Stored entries
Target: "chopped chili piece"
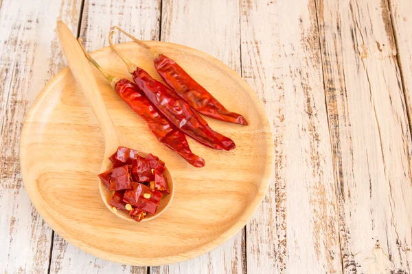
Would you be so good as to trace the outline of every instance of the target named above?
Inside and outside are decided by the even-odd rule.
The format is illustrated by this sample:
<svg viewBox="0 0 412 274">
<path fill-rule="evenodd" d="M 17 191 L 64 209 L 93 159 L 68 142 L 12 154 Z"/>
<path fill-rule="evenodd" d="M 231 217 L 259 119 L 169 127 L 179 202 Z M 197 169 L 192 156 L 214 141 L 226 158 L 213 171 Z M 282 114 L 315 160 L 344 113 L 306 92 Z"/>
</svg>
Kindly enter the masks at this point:
<svg viewBox="0 0 412 274">
<path fill-rule="evenodd" d="M 130 189 L 130 173 L 128 166 L 124 165 L 111 170 L 111 175 L 109 179 L 111 190 L 121 190 L 122 189 Z"/>
<path fill-rule="evenodd" d="M 135 159 L 139 158 L 139 151 L 135 149 L 128 149 L 124 147 L 119 147 L 117 151 L 113 155 L 108 158 L 114 164 L 123 166 L 124 164 L 132 164 L 132 162 Z"/>
<path fill-rule="evenodd" d="M 170 193 L 170 189 L 169 189 L 169 184 L 168 184 L 168 179 L 159 171 L 154 169 L 154 184 L 153 185 L 154 190 L 159 191 L 162 193 Z"/>
<path fill-rule="evenodd" d="M 113 195 L 109 204 L 118 210 L 126 210 L 126 203 L 123 201 L 125 190 L 116 191 Z"/>
<path fill-rule="evenodd" d="M 162 173 L 165 172 L 165 162 L 159 159 L 158 157 L 153 156 L 149 153 L 146 158 L 146 160 L 149 163 L 150 169 L 156 169 Z"/>
<path fill-rule="evenodd" d="M 146 160 L 137 159 L 133 161 L 136 164 L 134 164 L 135 167 L 132 173 L 135 178 L 137 179 L 138 182 L 150 182 L 154 179 L 153 173 L 152 173 L 152 169 L 149 165 L 149 162 Z"/>
<path fill-rule="evenodd" d="M 149 198 L 145 198 L 145 195 Z M 162 195 L 161 192 L 153 191 L 142 184 L 132 183 L 132 189 L 126 190 L 123 201 L 154 214 L 157 210 Z"/>
<path fill-rule="evenodd" d="M 150 51 L 154 59 L 154 68 L 161 79 L 192 108 L 200 113 L 215 119 L 244 125 L 249 124 L 242 115 L 227 110 L 176 62 L 163 54 L 156 52 L 146 43 L 137 40 L 119 27 L 113 27 Z"/>
<path fill-rule="evenodd" d="M 82 45 L 81 39 L 78 38 L 78 40 L 87 59 L 107 79 L 119 97 L 148 123 L 150 130 L 157 140 L 169 149 L 177 152 L 192 166 L 204 166 L 205 160 L 192 152 L 185 134 L 150 103 L 143 91 L 129 80 L 120 79 L 104 73 L 99 64 L 87 53 Z M 113 166 L 122 165 L 120 163 L 115 162 Z"/>
<path fill-rule="evenodd" d="M 135 219 L 137 222 L 139 222 L 144 218 L 146 212 L 144 210 L 141 210 L 140 208 L 133 208 L 130 211 L 129 211 L 129 215 L 132 218 Z"/>
<path fill-rule="evenodd" d="M 123 148 L 122 150 L 126 151 Z M 123 159 L 133 157 L 126 155 Z M 164 162 L 152 154 L 148 154 L 146 158 L 142 156 L 135 158 L 132 164 L 124 164 L 122 166 L 113 168 L 99 174 L 99 177 L 111 190 L 115 190 L 109 202 L 111 210 L 115 213 L 118 210 L 127 210 L 130 217 L 139 222 L 146 212 L 156 214 L 163 193 L 170 194 L 170 190 L 166 177 L 159 171 L 165 171 Z M 115 160 L 117 162 L 120 162 Z"/>
<path fill-rule="evenodd" d="M 99 174 L 99 178 L 104 183 L 107 188 L 110 188 L 110 177 L 111 176 L 111 169 Z"/>
<path fill-rule="evenodd" d="M 214 131 L 186 101 L 165 85 L 153 79 L 143 69 L 130 62 L 114 47 L 111 32 L 108 40 L 112 49 L 126 63 L 137 86 L 157 109 L 182 132 L 200 143 L 215 149 L 231 150 L 236 147 L 228 137 Z"/>
</svg>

> WHAT THE TASK REQUIRES
Return, unchanged, every line of the data above that contains the string "this".

> EXPECTED ANSWER
The format is illustrated by this sample:
Kindly enter the masks at this point:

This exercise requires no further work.